_The exercise_
Starting from the first line of the data below and going on through the line with "x=184 y=295", both included, copy the lines with "attic window" substituted for "dormer window" and everything else unchanged. Leave the pictures out of your answer.

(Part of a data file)
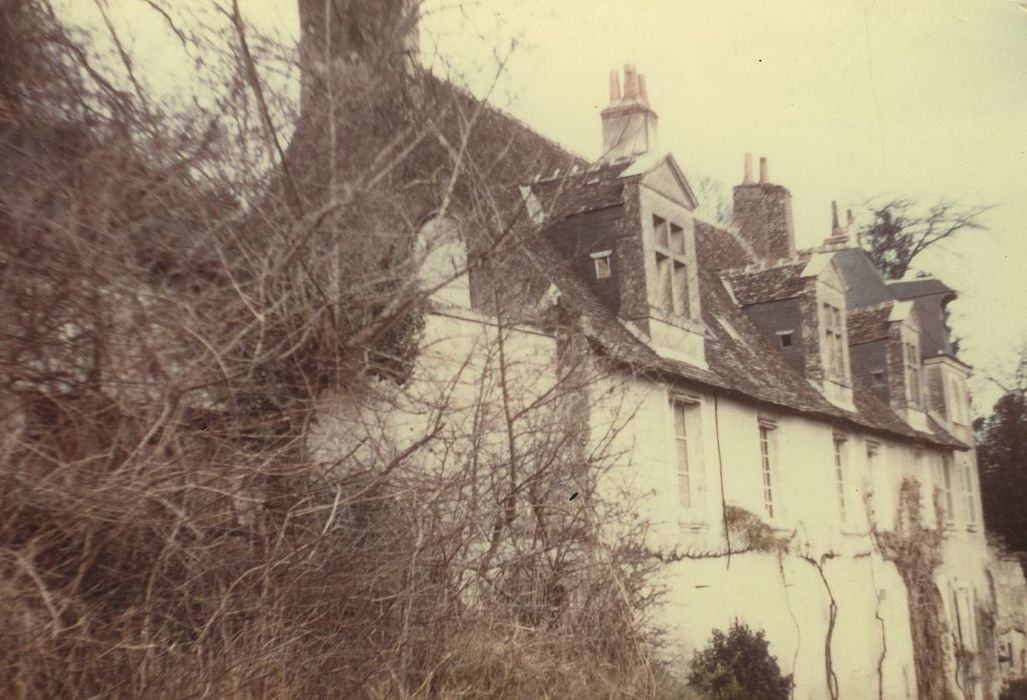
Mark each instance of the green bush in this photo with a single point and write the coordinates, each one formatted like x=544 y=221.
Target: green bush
x=737 y=666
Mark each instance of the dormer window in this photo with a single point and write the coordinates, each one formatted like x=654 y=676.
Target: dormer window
x=913 y=374
x=672 y=267
x=834 y=342
x=602 y=263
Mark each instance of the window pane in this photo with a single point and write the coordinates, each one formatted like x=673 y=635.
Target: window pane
x=840 y=476
x=677 y=239
x=680 y=288
x=681 y=446
x=950 y=509
x=659 y=228
x=666 y=283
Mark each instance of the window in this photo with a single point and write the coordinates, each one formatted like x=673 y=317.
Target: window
x=840 y=475
x=687 y=450
x=661 y=228
x=677 y=239
x=681 y=444
x=950 y=509
x=671 y=289
x=834 y=342
x=913 y=374
x=766 y=460
x=957 y=403
x=666 y=282
x=680 y=287
x=918 y=475
x=873 y=450
x=967 y=471
x=962 y=603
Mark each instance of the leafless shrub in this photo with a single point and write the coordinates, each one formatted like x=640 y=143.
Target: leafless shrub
x=184 y=295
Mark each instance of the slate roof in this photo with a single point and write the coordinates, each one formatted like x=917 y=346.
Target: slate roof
x=920 y=287
x=770 y=284
x=750 y=368
x=596 y=187
x=866 y=325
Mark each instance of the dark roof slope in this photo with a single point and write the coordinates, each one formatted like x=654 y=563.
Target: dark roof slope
x=747 y=366
x=769 y=284
x=587 y=189
x=869 y=324
x=920 y=287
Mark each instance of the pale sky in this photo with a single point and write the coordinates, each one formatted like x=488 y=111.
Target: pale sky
x=847 y=100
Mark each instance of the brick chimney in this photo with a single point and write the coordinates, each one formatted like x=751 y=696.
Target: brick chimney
x=839 y=233
x=379 y=34
x=763 y=215
x=629 y=122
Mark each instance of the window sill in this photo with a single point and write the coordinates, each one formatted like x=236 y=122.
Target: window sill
x=852 y=532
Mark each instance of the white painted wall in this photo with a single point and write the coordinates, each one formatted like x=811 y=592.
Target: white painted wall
x=786 y=596
x=783 y=595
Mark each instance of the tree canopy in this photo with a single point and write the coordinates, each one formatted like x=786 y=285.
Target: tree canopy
x=1002 y=457
x=901 y=229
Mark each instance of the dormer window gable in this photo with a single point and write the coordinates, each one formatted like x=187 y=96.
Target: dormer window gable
x=660 y=281
x=907 y=389
x=825 y=327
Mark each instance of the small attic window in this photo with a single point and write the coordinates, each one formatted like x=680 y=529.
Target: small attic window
x=726 y=324
x=602 y=262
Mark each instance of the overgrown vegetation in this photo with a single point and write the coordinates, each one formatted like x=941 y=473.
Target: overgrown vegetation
x=206 y=328
x=900 y=230
x=914 y=547
x=737 y=665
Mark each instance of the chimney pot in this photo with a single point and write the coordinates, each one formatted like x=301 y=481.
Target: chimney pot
x=628 y=130
x=747 y=179
x=631 y=82
x=614 y=87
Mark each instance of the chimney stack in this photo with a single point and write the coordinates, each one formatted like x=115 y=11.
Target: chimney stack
x=747 y=179
x=839 y=234
x=629 y=122
x=614 y=87
x=763 y=215
x=383 y=36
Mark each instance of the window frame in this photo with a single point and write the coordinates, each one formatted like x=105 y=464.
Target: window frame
x=840 y=456
x=767 y=435
x=834 y=341
x=687 y=453
x=968 y=493
x=948 y=490
x=670 y=293
x=914 y=383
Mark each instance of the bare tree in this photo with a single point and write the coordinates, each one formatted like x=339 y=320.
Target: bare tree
x=231 y=464
x=901 y=229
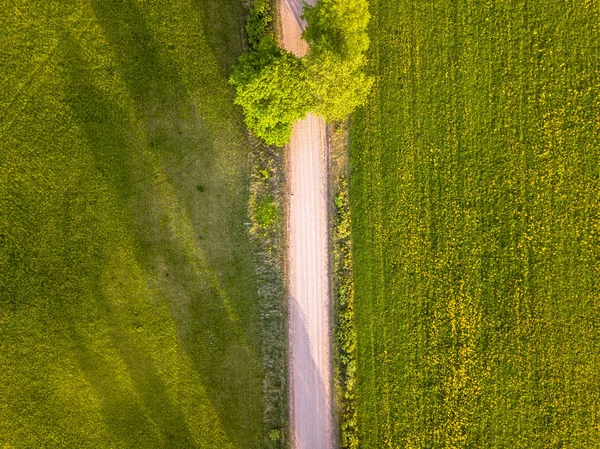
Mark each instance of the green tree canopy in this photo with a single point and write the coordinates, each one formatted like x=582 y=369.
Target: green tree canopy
x=275 y=88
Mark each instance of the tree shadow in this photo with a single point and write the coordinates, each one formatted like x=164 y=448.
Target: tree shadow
x=309 y=398
x=216 y=342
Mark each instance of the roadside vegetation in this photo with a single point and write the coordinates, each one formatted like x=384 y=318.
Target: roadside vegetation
x=275 y=88
x=129 y=315
x=266 y=229
x=344 y=328
x=476 y=226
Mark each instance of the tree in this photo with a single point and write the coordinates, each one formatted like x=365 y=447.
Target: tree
x=275 y=88
x=274 y=97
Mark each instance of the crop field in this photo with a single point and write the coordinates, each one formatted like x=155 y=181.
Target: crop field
x=475 y=196
x=128 y=311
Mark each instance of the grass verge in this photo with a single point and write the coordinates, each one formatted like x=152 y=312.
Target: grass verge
x=344 y=342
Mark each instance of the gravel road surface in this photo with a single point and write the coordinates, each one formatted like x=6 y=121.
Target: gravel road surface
x=311 y=411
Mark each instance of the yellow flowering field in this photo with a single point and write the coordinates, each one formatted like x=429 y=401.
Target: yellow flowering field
x=475 y=195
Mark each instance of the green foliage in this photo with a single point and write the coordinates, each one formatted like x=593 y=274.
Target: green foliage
x=476 y=226
x=275 y=435
x=275 y=88
x=274 y=96
x=345 y=328
x=128 y=310
x=339 y=86
x=267 y=212
x=338 y=27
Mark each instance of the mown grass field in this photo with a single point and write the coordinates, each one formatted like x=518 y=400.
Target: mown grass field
x=128 y=312
x=476 y=206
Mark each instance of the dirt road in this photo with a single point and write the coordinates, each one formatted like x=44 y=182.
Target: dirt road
x=308 y=281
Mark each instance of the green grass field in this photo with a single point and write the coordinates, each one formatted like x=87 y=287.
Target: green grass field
x=476 y=207
x=128 y=312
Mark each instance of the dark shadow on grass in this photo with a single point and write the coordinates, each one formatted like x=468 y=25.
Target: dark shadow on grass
x=224 y=32
x=104 y=125
x=216 y=343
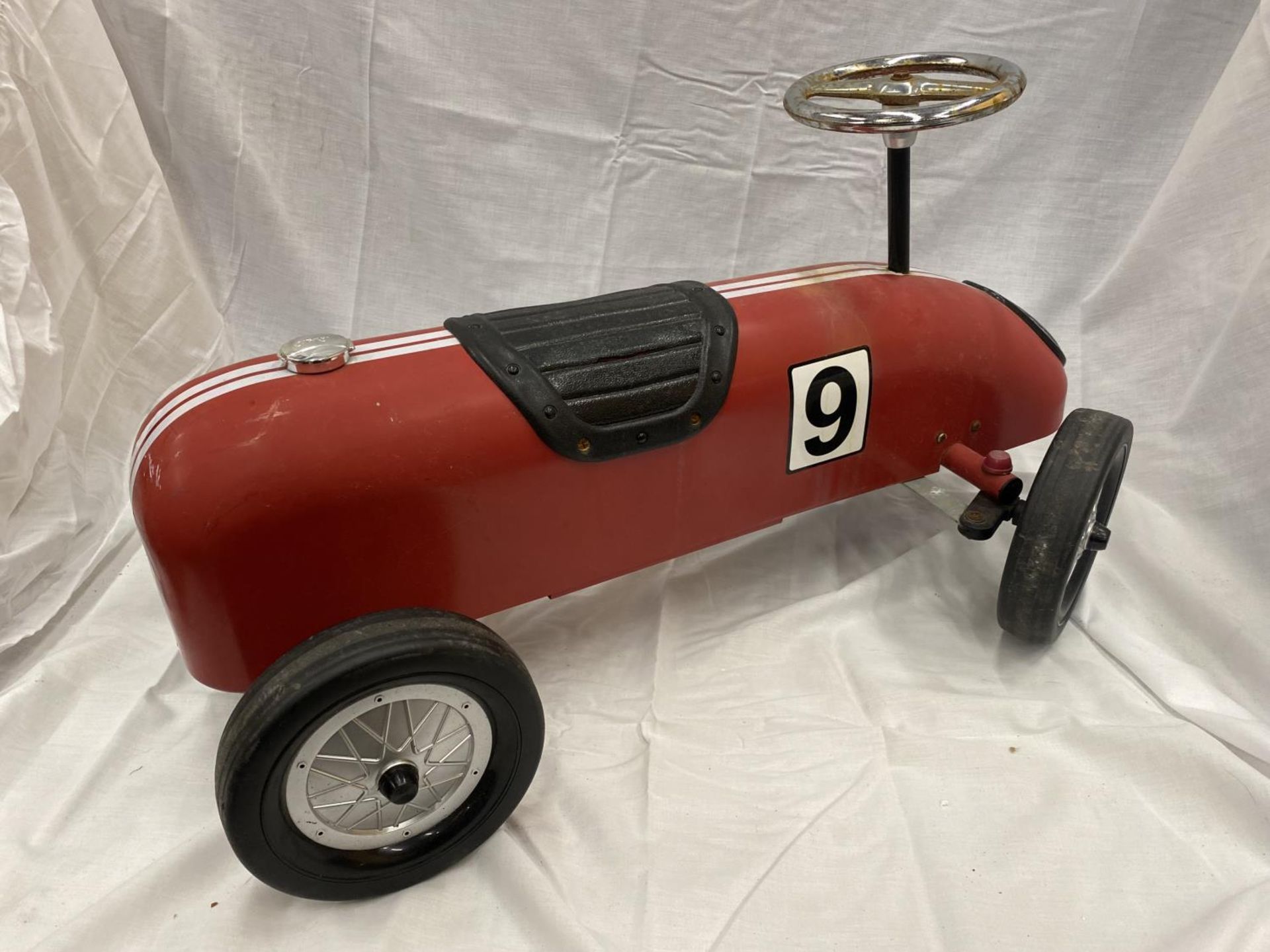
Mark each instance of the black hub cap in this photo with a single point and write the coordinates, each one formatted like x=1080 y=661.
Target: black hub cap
x=400 y=783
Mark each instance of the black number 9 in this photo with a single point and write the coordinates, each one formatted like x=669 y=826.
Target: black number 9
x=842 y=415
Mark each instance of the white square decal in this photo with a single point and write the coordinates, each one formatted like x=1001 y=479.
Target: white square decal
x=829 y=408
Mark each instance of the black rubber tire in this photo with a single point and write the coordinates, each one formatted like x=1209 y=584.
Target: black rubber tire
x=1047 y=567
x=332 y=669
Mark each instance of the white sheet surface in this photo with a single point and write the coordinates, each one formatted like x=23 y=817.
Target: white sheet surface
x=810 y=738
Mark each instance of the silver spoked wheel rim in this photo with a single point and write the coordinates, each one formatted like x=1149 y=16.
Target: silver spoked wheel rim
x=339 y=787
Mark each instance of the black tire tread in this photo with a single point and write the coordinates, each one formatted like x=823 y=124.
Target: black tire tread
x=1068 y=483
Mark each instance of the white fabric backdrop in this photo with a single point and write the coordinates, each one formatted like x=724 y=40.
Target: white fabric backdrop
x=812 y=736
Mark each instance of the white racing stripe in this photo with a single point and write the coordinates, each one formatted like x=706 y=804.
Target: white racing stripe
x=802 y=282
x=167 y=404
x=789 y=276
x=259 y=374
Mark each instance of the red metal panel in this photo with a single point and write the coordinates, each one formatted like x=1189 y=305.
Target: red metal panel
x=277 y=509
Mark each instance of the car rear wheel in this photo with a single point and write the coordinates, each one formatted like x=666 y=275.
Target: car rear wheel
x=376 y=754
x=1064 y=524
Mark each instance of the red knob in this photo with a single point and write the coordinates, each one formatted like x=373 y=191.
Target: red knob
x=997 y=462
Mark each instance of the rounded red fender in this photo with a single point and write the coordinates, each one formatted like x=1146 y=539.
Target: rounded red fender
x=273 y=506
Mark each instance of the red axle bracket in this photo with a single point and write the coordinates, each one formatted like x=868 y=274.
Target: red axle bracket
x=991 y=474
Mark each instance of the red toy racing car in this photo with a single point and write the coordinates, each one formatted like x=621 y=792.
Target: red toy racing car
x=404 y=485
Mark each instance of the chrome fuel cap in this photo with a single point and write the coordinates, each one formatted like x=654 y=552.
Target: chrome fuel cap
x=316 y=353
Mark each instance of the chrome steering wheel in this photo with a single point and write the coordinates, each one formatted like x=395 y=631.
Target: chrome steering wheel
x=892 y=81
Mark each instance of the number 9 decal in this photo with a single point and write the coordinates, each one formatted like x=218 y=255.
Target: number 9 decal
x=828 y=408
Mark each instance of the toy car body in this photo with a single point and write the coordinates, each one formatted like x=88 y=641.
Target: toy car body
x=407 y=477
x=327 y=524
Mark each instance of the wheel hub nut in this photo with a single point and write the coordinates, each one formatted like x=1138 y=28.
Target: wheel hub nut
x=400 y=783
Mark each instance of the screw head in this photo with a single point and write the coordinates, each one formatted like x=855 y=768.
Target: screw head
x=1099 y=537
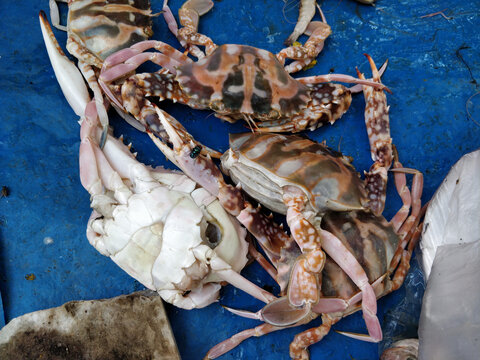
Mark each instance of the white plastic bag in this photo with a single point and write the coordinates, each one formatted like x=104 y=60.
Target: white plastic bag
x=449 y=325
x=453 y=215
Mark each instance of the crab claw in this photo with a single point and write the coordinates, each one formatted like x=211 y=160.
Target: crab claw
x=185 y=155
x=278 y=313
x=68 y=76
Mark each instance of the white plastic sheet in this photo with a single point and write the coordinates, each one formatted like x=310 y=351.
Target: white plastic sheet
x=449 y=325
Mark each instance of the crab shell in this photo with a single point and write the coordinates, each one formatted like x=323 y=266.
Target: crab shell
x=165 y=231
x=265 y=163
x=240 y=79
x=97 y=29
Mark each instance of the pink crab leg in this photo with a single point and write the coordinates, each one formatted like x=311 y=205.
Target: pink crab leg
x=189 y=14
x=280 y=313
x=345 y=259
x=305 y=15
x=404 y=192
x=55 y=14
x=262 y=261
x=317 y=31
x=68 y=76
x=378 y=129
x=224 y=270
x=101 y=108
x=410 y=222
x=398 y=277
x=359 y=87
x=304 y=55
x=173 y=27
x=305 y=280
x=299 y=345
x=341 y=78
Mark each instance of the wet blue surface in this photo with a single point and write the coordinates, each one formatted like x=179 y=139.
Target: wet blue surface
x=45 y=258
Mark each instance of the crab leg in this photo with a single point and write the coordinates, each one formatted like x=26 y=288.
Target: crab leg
x=55 y=14
x=132 y=95
x=345 y=259
x=68 y=76
x=189 y=15
x=305 y=15
x=227 y=345
x=342 y=78
x=125 y=61
x=378 y=128
x=299 y=345
x=318 y=32
x=329 y=102
x=305 y=282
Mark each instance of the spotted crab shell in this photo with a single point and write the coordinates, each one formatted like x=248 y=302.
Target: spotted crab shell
x=240 y=79
x=97 y=29
x=264 y=163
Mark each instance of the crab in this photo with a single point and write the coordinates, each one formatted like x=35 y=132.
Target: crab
x=235 y=81
x=374 y=242
x=190 y=12
x=158 y=225
x=96 y=30
x=71 y=79
x=300 y=178
x=366 y=256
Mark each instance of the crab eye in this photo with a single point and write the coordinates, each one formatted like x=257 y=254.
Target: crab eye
x=213 y=235
x=217 y=105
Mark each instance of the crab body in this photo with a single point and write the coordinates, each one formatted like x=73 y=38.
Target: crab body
x=265 y=163
x=235 y=81
x=97 y=29
x=242 y=82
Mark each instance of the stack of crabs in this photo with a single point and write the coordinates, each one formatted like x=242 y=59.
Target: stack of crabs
x=183 y=234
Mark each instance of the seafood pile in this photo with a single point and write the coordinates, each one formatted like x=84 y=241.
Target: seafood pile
x=186 y=233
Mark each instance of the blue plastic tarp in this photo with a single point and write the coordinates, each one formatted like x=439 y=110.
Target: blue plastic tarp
x=45 y=258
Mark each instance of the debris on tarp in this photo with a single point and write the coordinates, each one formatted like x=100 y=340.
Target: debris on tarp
x=131 y=326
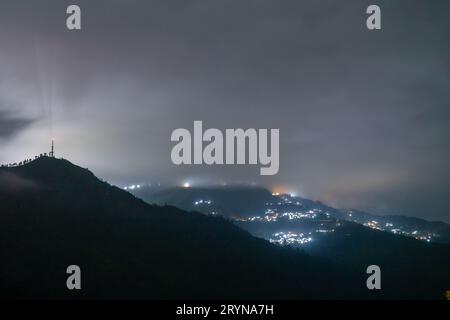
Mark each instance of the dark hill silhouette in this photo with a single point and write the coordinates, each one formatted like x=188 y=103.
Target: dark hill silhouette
x=411 y=268
x=54 y=214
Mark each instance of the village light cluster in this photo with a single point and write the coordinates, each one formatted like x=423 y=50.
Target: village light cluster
x=287 y=238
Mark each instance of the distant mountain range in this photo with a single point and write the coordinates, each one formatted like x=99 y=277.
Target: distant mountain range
x=244 y=201
x=54 y=214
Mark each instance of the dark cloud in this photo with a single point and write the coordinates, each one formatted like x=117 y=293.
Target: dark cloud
x=363 y=115
x=11 y=124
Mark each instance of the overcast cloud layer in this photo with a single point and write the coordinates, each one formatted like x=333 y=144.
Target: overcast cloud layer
x=363 y=116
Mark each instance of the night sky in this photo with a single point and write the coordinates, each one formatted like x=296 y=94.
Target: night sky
x=363 y=115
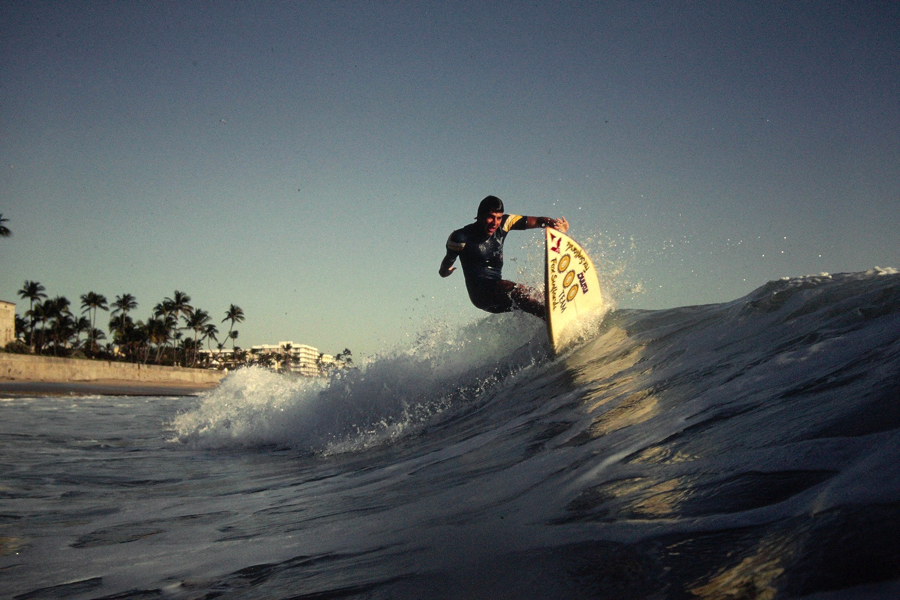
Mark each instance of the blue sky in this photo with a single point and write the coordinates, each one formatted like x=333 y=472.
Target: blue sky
x=306 y=161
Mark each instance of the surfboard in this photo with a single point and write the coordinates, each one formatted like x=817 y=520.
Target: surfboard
x=571 y=285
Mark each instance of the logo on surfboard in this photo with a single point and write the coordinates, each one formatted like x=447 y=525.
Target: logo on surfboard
x=555 y=242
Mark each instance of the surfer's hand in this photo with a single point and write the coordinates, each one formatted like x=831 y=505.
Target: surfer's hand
x=560 y=225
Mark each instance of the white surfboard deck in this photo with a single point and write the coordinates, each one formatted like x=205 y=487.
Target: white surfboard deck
x=573 y=292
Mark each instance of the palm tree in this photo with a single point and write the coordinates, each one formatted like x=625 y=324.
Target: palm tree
x=123 y=305
x=210 y=332
x=90 y=302
x=235 y=315
x=179 y=305
x=197 y=321
x=34 y=292
x=63 y=325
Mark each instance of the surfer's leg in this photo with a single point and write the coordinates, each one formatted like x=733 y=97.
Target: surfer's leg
x=528 y=300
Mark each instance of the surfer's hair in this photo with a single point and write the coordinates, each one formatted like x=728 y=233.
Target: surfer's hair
x=490 y=204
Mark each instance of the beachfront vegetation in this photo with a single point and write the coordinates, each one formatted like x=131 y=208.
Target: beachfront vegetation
x=50 y=327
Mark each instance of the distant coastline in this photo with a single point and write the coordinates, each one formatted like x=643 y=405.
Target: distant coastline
x=43 y=375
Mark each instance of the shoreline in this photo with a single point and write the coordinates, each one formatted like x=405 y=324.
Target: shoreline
x=17 y=388
x=28 y=375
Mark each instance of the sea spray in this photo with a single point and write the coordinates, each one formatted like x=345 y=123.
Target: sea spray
x=444 y=371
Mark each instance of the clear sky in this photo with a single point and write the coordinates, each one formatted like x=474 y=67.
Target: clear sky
x=307 y=160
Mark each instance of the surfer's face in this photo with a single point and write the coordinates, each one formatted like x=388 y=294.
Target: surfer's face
x=490 y=222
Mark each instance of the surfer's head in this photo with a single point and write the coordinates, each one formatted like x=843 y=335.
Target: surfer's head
x=490 y=214
x=488 y=205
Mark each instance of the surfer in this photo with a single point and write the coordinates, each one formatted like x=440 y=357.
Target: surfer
x=479 y=247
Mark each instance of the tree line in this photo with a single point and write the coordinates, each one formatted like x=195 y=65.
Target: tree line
x=174 y=334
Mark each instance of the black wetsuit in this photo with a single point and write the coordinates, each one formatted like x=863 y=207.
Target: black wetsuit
x=481 y=256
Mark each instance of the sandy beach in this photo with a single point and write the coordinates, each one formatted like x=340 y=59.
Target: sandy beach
x=107 y=387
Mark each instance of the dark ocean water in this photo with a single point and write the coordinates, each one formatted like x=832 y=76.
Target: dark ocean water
x=741 y=450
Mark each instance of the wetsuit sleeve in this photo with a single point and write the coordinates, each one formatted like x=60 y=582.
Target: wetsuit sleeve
x=455 y=244
x=511 y=222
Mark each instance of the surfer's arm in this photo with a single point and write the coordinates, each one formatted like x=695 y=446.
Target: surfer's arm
x=559 y=224
x=447 y=265
x=455 y=244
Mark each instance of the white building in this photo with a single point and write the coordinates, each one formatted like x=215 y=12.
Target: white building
x=296 y=358
x=283 y=356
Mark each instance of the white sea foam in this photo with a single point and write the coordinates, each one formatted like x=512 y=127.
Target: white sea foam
x=387 y=397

_Completed exercise_
Mark each instance of the green bush in this photo with a single point and write the coordinates, each one formatted like x=544 y=221.
Target: green bush
x=737 y=666
Mark each instance of the attic window in this photo with a single point and write the coordinates, each one formatted like x=654 y=676.
Target: attic window
x=913 y=374
x=672 y=267
x=834 y=342
x=602 y=263
Mark each instance of the window pane in this photo with a single point and write the coordinates, each one formatted like x=673 y=635.
Target: window pane
x=840 y=476
x=677 y=239
x=680 y=288
x=681 y=446
x=950 y=509
x=659 y=228
x=666 y=283
Mark each instance of the window in this photo with a single point and write the coordinates, each one formatted like x=673 y=317.
Target: window
x=840 y=475
x=687 y=450
x=661 y=228
x=677 y=239
x=681 y=444
x=950 y=509
x=671 y=289
x=834 y=342
x=913 y=374
x=766 y=460
x=957 y=403
x=666 y=282
x=680 y=287
x=918 y=475
x=873 y=450
x=967 y=471
x=962 y=603
Mark each instance of the leafless shrub in this photo with a single point and write the coordinates, each one formatted like x=640 y=143.
Target: leafless shrub
x=184 y=295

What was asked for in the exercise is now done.